Produce the listing below again, exactly as shown.

* start Data to process *

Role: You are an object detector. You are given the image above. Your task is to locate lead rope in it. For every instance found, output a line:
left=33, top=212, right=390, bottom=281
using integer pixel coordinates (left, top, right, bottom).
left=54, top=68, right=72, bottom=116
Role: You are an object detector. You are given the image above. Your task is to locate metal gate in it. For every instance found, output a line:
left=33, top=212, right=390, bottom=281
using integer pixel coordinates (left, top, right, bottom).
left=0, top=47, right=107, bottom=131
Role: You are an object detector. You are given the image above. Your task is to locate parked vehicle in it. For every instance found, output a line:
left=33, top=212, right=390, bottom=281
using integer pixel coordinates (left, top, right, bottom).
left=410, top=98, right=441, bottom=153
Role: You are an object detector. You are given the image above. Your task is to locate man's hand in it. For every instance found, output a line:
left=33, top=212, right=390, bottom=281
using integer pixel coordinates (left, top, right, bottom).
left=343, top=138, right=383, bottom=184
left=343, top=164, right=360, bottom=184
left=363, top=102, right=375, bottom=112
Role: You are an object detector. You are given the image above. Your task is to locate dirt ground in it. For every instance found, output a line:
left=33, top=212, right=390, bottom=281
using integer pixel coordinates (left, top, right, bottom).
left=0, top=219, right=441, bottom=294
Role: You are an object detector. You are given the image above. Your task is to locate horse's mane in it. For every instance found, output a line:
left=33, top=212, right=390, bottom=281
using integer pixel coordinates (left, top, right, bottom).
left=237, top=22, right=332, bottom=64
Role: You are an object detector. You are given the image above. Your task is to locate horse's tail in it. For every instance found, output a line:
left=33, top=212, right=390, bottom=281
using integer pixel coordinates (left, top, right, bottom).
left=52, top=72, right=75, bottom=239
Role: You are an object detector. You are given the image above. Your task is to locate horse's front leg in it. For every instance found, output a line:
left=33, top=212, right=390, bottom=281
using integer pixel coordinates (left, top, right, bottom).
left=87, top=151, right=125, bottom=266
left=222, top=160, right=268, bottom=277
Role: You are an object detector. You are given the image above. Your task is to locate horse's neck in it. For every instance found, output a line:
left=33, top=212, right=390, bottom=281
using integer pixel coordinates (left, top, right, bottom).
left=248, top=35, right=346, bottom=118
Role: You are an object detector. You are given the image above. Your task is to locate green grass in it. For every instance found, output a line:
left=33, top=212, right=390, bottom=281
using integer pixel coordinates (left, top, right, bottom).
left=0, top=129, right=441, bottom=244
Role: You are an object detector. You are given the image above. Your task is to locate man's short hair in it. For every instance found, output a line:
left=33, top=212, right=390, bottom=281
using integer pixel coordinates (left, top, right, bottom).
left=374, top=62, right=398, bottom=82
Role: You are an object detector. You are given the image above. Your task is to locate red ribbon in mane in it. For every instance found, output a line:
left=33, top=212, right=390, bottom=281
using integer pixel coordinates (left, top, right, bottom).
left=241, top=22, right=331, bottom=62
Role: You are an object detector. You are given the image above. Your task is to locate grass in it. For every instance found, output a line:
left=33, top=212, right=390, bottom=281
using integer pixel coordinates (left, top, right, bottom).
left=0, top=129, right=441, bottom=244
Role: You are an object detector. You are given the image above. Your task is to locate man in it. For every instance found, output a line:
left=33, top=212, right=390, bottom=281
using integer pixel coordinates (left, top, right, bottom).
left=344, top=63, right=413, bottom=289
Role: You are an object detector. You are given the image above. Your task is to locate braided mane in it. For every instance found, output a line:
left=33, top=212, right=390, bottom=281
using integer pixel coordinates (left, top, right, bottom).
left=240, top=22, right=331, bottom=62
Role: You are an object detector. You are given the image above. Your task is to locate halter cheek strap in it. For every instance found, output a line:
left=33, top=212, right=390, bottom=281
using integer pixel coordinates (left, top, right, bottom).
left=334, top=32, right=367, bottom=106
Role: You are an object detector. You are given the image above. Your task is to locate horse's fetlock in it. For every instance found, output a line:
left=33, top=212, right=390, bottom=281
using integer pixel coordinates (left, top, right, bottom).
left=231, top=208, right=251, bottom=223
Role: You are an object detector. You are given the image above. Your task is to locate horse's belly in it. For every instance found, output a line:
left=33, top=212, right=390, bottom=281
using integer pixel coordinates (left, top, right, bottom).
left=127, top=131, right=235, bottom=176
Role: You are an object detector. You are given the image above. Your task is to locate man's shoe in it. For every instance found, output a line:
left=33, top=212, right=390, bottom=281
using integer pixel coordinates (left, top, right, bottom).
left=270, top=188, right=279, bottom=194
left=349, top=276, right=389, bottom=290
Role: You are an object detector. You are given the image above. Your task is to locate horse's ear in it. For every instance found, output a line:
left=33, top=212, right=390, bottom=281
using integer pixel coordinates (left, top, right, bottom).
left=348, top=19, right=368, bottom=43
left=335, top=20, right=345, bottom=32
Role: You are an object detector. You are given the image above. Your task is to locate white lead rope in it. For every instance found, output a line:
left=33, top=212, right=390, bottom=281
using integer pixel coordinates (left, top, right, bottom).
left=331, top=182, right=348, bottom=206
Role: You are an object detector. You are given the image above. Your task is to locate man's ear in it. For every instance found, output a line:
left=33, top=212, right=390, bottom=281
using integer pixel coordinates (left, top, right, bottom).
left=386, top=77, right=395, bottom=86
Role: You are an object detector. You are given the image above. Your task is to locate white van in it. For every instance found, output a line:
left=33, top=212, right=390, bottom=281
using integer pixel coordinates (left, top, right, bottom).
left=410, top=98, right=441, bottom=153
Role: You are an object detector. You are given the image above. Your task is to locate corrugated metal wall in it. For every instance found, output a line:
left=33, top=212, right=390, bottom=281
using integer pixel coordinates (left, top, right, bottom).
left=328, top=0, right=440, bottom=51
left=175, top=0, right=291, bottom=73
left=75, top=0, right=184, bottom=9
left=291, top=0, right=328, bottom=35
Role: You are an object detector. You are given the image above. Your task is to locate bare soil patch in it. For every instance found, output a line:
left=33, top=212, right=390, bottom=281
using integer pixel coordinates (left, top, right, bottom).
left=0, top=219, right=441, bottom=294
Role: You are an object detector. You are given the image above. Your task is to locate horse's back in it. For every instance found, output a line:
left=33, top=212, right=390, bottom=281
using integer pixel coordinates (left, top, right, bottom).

* end Data to process *

Answer for this exercise =>
Role: You are an object detector. You are given the image above. Your task is to locate lead rope in it. For every instance found, output a line:
left=33, top=212, right=390, bottom=281
using integer pixel coordinates (left, top, right, bottom).
left=54, top=68, right=72, bottom=116
Role: You are an object detector. You are given the image above. Your task is to locate metal gate in it. For every instance found, output a line:
left=33, top=212, right=390, bottom=281
using integer pixel coordinates (left, top, right, bottom).
left=0, top=47, right=107, bottom=131
Role: You are an object detector. You are given the image above. Your task is to locate parked vehicle in it. For every instance found, output a line:
left=33, top=212, right=390, bottom=281
using integer pixel coordinates (left, top, right, bottom).
left=410, top=98, right=441, bottom=153
Role: You are an object detector. You are given the image above. Your task is to locate man's hand in it. For every instance found, output a line:
left=33, top=212, right=390, bottom=281
using integer pixel coordinates (left, top, right, bottom).
left=343, top=138, right=383, bottom=184
left=343, top=164, right=360, bottom=184
left=363, top=102, right=375, bottom=112
Role: You are an object detector. You are given the image above. Your task is to locate dirt ground in it. For every instance found, output a line:
left=33, top=212, right=390, bottom=281
using integer pixel coordinates (left, top, right, bottom).
left=0, top=219, right=441, bottom=294
Role: You are an object detector. You are given the image above. Your task is to locate horse's mane in it. For every instance found, output a line:
left=33, top=212, right=390, bottom=281
using integer pixel coordinates (left, top, right, bottom).
left=237, top=22, right=332, bottom=64
Role: You are an object detector. You are given the image above. Your task is to locate horse's tail in it. For every instance found, output a line:
left=33, top=212, right=390, bottom=281
using integer pixel coordinates (left, top, right, bottom).
left=52, top=72, right=75, bottom=239
Role: You are an object detector. You are given the image above. Your task is to locate horse's front leg in it. For every instance found, output a line:
left=33, top=212, right=390, bottom=281
using integer pixel coordinates (left, top, right, bottom).
left=87, top=151, right=125, bottom=266
left=222, top=160, right=268, bottom=277
Role: You are an object detector. You are given the image above. Your task is to locate horse's neck in it. For every instance found, output a line:
left=33, top=212, right=390, bottom=281
using integer pixel coordinates (left, top, right, bottom).
left=248, top=35, right=346, bottom=118
Role: You are an object detector. You are given the image above. Your task is to locate green grass in it. For every instance found, output a line:
left=33, top=212, right=390, bottom=281
using integer pixel coordinates (left, top, right, bottom).
left=0, top=129, right=441, bottom=244
Role: You are an object detector. You are given the image above. Your task is to locate man's short hair in it. For every instance found, output a line:
left=33, top=212, right=390, bottom=281
using integer pixel coordinates (left, top, right, bottom).
left=374, top=62, right=398, bottom=82
Role: You are an object detector. You are given the image above. Your task is to locate red ribbon in mane in it. For every instance found, output a line:
left=33, top=212, right=390, bottom=281
using integer pixel coordinates (left, top, right, bottom).
left=241, top=22, right=331, bottom=62
Role: You are an object detector. You are given the image above. Your task is to locate grass in it. For every instance found, output a line:
left=33, top=212, right=390, bottom=281
using integer pixel coordinates (left, top, right, bottom).
left=0, top=129, right=441, bottom=244
Role: You are an object detector. You are given the image above. Your task is to locate man in it. For every instance found, output a line:
left=33, top=212, right=390, bottom=281
using integer pixel coordinates (left, top, right, bottom).
left=344, top=63, right=413, bottom=289
Role: You are an object detector. You are given the image above. Your task is to locate braided mane in it. For every instance found, output a line:
left=33, top=212, right=390, bottom=281
using integer pixel coordinates (left, top, right, bottom).
left=240, top=22, right=331, bottom=62
Role: You are an object detector. You are given the image above. Your task is to locate halter cheek strap in it. For every instance found, output a line:
left=33, top=212, right=390, bottom=281
using integer pixel coordinates (left, top, right, bottom).
left=334, top=32, right=367, bottom=106
Role: You are an object detector. You are given the image above. Your task is to locate horse's fetlock in it. For every instance found, output a line:
left=33, top=212, right=390, bottom=281
using integer pixel coordinates (left, top, right, bottom).
left=231, top=208, right=251, bottom=223
Role: You are an object detector. You are given the image above. Your task is to locate horse's belly in it. For every instance found, output a line:
left=33, top=212, right=390, bottom=281
using integer pixel coordinates (left, top, right, bottom).
left=127, top=131, right=235, bottom=176
Role: You are an object detector. You are given the image above. Your task is to locate man's shoe in it. For every instance found, output a line:
left=33, top=212, right=390, bottom=281
using integer pixel coordinates (left, top, right, bottom).
left=270, top=188, right=279, bottom=194
left=349, top=276, right=389, bottom=290
Role: You are an object detector. You are given the image above. Your task is to locate horse's ear in it. For every instance found, output a line:
left=33, top=212, right=390, bottom=281
using integer pixel coordinates (left, top, right, bottom).
left=348, top=19, right=368, bottom=43
left=335, top=20, right=345, bottom=32
Role: You are an object detector. You are given the image above. Your task is to locate white lead rope in it. For every instance found, output a line:
left=33, top=212, right=390, bottom=281
using integer pixel coordinates (left, top, right, bottom).
left=331, top=182, right=348, bottom=206
Role: You are an object detector. You are given the image above. Your task is to locate man's ear in it. For every instance found, output a line:
left=33, top=212, right=390, bottom=281
using integer pixel coordinates (left, top, right, bottom).
left=386, top=77, right=395, bottom=86
Role: You are an object detector. You are given the image above. Your task is to locate white van in it. For every instance found, output a line:
left=33, top=212, right=390, bottom=281
using integer pixel coordinates (left, top, right, bottom).
left=410, top=98, right=441, bottom=153
Role: You are an object detector. You are given the image above. Your task is to locate corrugated metal wall in it. For every instance found, output a line:
left=33, top=212, right=390, bottom=281
using integer pixel coordinates (left, top, right, bottom).
left=328, top=0, right=440, bottom=51
left=175, top=0, right=291, bottom=73
left=75, top=0, right=184, bottom=9
left=291, top=0, right=328, bottom=35
Role: You are an object detector. You are given the image above. Your task is to locate bare soil patch in it. For every instance found, output a line:
left=33, top=212, right=390, bottom=281
using integer pixel coordinates (left, top, right, bottom).
left=0, top=219, right=441, bottom=294
Role: You are an object detector. You are given the image above. Your task is to locate horse's back in it. For every instance found, output a line:
left=33, top=212, right=390, bottom=281
using integer pixel coordinates (left, top, right, bottom).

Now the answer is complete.